→ **QUOTED TEXT**:
|---|
- Studio albums: 6
- EPs: 5
- Live albums: 1
- Compilation albums: 4
- Singles: 15
- Music videos: 13

= The Twilight Sad discography =

The discography of Scottish rock band The Twilight Sad consists of six studio albums, four compilation albums, fifteen singles, and five extended plays (EPs). The band currently consists of James Graham (vocals, lyrics) and Andy MacFarlane (guitar, instrumentation, production). The Kilsyth-based band formed in 2003 and were signed to Fat Cat Records when Alex Knight, co-founder of the label, went to Glasgow to watch the band perform their third gig and signed them on the spot.

The band released their debut EP The Twilight Sad in November 2006 in the United States only, followed by their debut album Fourteen Autumns & Fifteen Winters in April 2007, which garnered widespread critical acclaim. The album spawned two singles, "That Summer, at Home I Had Become the Invisible Boy" in April, and "And She Would Darken the Memory" in July. The following year, the band released Here, It Never Snowed. Afterwards It Did, a mini-album of reworked versions of songs from Fourteen Autumns & Fifteen Winters and two non-album tracks, inspired by stripped-down live performances. A collection of live versions and previously unreleased tracks entitled Killed My Parents and Hit the Road was released in December 2008.
|---|
→ **GIVEN INFORMATION**:
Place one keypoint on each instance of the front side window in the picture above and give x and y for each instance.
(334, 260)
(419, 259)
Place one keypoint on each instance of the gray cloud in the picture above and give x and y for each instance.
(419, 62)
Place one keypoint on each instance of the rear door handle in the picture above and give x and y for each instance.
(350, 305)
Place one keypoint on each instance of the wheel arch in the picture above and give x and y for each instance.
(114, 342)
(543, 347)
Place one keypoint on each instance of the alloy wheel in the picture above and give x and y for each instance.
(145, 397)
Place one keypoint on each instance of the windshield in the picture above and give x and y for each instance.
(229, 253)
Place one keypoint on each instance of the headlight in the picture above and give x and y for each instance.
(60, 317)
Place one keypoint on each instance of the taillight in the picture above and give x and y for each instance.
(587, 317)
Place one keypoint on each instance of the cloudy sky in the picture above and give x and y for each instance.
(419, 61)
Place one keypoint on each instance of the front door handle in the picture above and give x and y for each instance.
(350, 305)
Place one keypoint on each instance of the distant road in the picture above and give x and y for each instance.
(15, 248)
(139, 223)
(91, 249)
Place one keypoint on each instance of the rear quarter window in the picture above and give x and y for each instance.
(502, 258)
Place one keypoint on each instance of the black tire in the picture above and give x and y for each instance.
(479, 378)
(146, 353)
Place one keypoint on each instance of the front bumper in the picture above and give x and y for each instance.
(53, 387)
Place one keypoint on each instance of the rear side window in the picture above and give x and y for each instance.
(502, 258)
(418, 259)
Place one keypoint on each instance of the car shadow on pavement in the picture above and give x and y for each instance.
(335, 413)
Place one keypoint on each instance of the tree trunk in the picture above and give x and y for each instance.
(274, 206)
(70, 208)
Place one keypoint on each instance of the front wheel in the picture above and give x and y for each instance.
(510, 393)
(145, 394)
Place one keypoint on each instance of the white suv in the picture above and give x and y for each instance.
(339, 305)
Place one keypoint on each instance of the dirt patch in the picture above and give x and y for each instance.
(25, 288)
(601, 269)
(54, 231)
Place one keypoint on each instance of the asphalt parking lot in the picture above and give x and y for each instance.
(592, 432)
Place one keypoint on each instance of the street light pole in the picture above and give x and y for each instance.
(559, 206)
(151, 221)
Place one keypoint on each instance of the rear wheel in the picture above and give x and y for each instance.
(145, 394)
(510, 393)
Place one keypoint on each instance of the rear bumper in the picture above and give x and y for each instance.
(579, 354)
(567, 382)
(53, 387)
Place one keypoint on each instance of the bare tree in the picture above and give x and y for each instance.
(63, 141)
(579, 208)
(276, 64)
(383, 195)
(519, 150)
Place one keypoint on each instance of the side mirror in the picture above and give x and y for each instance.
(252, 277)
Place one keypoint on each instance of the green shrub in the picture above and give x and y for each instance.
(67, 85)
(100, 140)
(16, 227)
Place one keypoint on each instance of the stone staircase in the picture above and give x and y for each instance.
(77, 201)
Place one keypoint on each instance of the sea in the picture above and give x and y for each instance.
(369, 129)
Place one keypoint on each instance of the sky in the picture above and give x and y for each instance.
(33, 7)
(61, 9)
|---|
→ **WORK INSTRUCTIONS**:
1. According to the Twilight Sad discography, what was the band's debut album called, and when did it come out?
2. Write the next part of the Twilight Sad discography, starting after its final sentence.
The listing plays no part in what is asked here.

→ **IN RESPONSE**:
1. Fourteen Autumns & Fifteen Winters, released in April 2007.

2.
The Twilight Sad's second studio album, Forget the Night Ahead, was released in September 2009 to further acclaim and marked a shift in the band's direction towards a darker and more streamlined sound. The album produced three singles: "I Became a Prostitute" in August 2009, "Seven Years of Letters" in October 2009, and "The Room" in April 2010. Founding bassist Craig Orzel left the band in February 2010, and the band released The Wrong Car EP in September of that year.

The Twilight Sad's third studio album, No One Can Ever Know, was released in February 2012 and marked another stylistic shift, with the band citing industrial music and krautrock influences for a darker, sparser sound. The album yielded two singles, "Sick" in November 2011 and "Another Bed" in February 2012 (both singles were released as limited edition 7" vinyl singles, with the non-album tracks "Untitled No. 67" and "A Million Ignorants", respectively); in addition to a collection of remixes entitled No One Can Ever Know: The Remixes, and a limited edition CD-R EP entitled N/O/C/E/K Tour EP, available only at select tour dates. In January 2014, the band released a free digital download and video of the band performing nine songs with the Royal Scottish National Orchestra, recorded live at Paisley Abbey in October 2013.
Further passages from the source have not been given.